RECORDS FOR THIS EXERCISE:

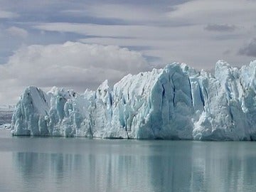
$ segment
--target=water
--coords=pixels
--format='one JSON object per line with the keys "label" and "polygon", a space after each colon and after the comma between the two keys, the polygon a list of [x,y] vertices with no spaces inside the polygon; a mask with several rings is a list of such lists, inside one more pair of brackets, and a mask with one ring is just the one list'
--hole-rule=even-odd
{"label": "water", "polygon": [[256,143],[11,137],[0,191],[255,191]]}

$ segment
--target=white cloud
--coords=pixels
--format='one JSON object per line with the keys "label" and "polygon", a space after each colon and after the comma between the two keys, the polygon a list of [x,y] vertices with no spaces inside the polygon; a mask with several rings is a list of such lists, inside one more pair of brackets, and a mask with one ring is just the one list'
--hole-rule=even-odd
{"label": "white cloud", "polygon": [[65,10],[67,15],[90,16],[94,18],[122,20],[126,22],[163,22],[168,19],[166,12],[144,5],[99,4],[87,6],[82,10]]}
{"label": "white cloud", "polygon": [[28,35],[28,33],[26,30],[16,26],[11,26],[7,28],[6,31],[9,33],[10,33],[13,36],[26,38]]}
{"label": "white cloud", "polygon": [[5,11],[0,10],[0,18],[15,18],[18,17],[18,14],[10,12],[10,11]]}
{"label": "white cloud", "polygon": [[2,103],[15,102],[14,95],[30,85],[84,91],[105,79],[114,82],[129,73],[149,69],[141,53],[118,46],[73,42],[33,45],[20,48],[0,65],[0,99]]}

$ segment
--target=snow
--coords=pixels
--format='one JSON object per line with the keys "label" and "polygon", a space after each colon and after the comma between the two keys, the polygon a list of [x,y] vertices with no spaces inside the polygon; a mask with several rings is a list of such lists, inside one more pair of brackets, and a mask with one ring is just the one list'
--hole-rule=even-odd
{"label": "snow", "polygon": [[12,118],[14,135],[256,140],[256,60],[223,60],[213,75],[182,63],[107,80],[83,94],[28,87]]}

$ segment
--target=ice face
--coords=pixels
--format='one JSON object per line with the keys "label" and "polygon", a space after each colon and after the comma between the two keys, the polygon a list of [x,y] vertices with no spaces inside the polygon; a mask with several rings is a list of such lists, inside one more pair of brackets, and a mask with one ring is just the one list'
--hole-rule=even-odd
{"label": "ice face", "polygon": [[256,140],[256,61],[223,60],[213,75],[186,64],[107,80],[83,94],[28,87],[16,105],[14,135]]}

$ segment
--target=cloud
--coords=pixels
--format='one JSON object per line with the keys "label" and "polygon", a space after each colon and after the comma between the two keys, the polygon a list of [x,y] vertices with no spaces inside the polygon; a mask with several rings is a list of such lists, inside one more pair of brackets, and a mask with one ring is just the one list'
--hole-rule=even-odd
{"label": "cloud", "polygon": [[18,17],[18,14],[5,11],[0,11],[0,18],[11,18]]}
{"label": "cloud", "polygon": [[26,38],[28,35],[28,33],[26,30],[16,26],[11,26],[6,31],[13,36]]}
{"label": "cloud", "polygon": [[228,24],[208,24],[204,29],[210,31],[232,32],[237,28],[235,25]]}
{"label": "cloud", "polygon": [[75,16],[89,16],[93,18],[122,20],[133,23],[143,21],[145,23],[163,22],[166,20],[168,16],[166,13],[160,11],[145,5],[102,3],[87,6],[85,10],[65,10],[63,12]]}
{"label": "cloud", "polygon": [[256,38],[252,39],[245,47],[240,48],[238,53],[240,55],[256,57]]}
{"label": "cloud", "polygon": [[127,73],[150,69],[142,54],[118,46],[73,42],[33,45],[20,48],[0,65],[0,98],[16,101],[14,96],[4,98],[7,87],[21,91],[30,85],[43,88],[56,85],[84,91],[106,79],[113,83]]}

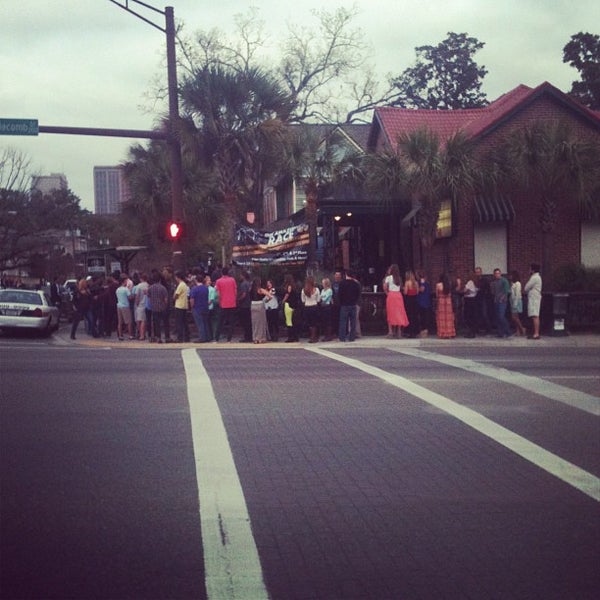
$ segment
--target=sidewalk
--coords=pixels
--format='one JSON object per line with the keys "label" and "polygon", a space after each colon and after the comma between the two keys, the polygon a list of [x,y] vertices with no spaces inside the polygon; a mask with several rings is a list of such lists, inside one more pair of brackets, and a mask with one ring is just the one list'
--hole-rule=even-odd
{"label": "sidewalk", "polygon": [[[551,336],[542,335],[539,340],[529,340],[527,337],[513,336],[507,339],[497,338],[495,335],[479,336],[476,338],[456,337],[451,340],[439,339],[435,336],[417,339],[389,339],[385,335],[368,335],[358,338],[354,342],[318,342],[317,344],[309,344],[308,338],[301,338],[299,342],[287,344],[285,342],[267,342],[266,344],[249,344],[242,342],[209,342],[205,344],[194,344],[173,342],[169,344],[151,344],[149,342],[141,342],[136,340],[119,341],[116,333],[110,338],[91,338],[87,334],[81,332],[76,340],[69,338],[68,328],[61,329],[54,334],[54,338],[61,345],[84,346],[92,348],[144,348],[149,350],[169,350],[175,348],[203,348],[203,349],[220,349],[232,350],[238,348],[254,348],[257,351],[265,348],[303,348],[305,346],[321,346],[324,348],[387,348],[387,347],[405,347],[405,348],[432,348],[445,347],[452,348],[456,346],[472,346],[472,347],[531,347],[531,348],[593,348],[598,349],[600,356],[600,335],[590,333],[576,333],[567,336]],[[239,339],[236,336],[234,339]]]}

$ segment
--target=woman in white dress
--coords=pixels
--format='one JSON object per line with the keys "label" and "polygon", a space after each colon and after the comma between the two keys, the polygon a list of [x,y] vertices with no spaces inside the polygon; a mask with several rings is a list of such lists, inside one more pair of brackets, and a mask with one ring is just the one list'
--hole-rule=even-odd
{"label": "woman in white dress", "polygon": [[540,265],[531,263],[529,281],[525,284],[527,294],[527,315],[533,323],[533,333],[527,337],[530,340],[540,339],[540,308],[542,306],[542,277]]}

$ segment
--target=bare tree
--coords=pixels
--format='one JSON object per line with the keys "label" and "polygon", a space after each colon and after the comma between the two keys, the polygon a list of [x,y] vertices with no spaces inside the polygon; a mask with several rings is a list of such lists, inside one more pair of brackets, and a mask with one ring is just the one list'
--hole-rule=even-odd
{"label": "bare tree", "polygon": [[[370,111],[390,104],[398,91],[380,82],[369,64],[372,49],[353,22],[356,7],[313,11],[314,23],[290,24],[283,40],[270,40],[259,11],[250,8],[234,18],[232,36],[218,28],[178,34],[178,66],[184,78],[211,67],[238,73],[260,68],[281,81],[296,104],[291,123],[370,121]],[[272,66],[274,65],[274,66]],[[166,90],[155,95],[166,97]]]}
{"label": "bare tree", "polygon": [[29,189],[31,158],[16,148],[4,148],[0,154],[0,189],[25,192]]}

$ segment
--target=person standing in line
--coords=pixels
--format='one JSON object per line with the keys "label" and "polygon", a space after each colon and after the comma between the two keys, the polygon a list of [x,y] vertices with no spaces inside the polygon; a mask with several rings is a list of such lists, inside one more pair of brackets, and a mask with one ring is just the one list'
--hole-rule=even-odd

WHAT TO DO: Extract each line of the material above that contains the string "target", copying it in full.

TASK RESULT:
--target=water
--target=white cloud
--target=snow
--target=ice face
--target=cloud
--target=sidewalk
--target=woman in white dress
--target=bare tree
--target=person standing in line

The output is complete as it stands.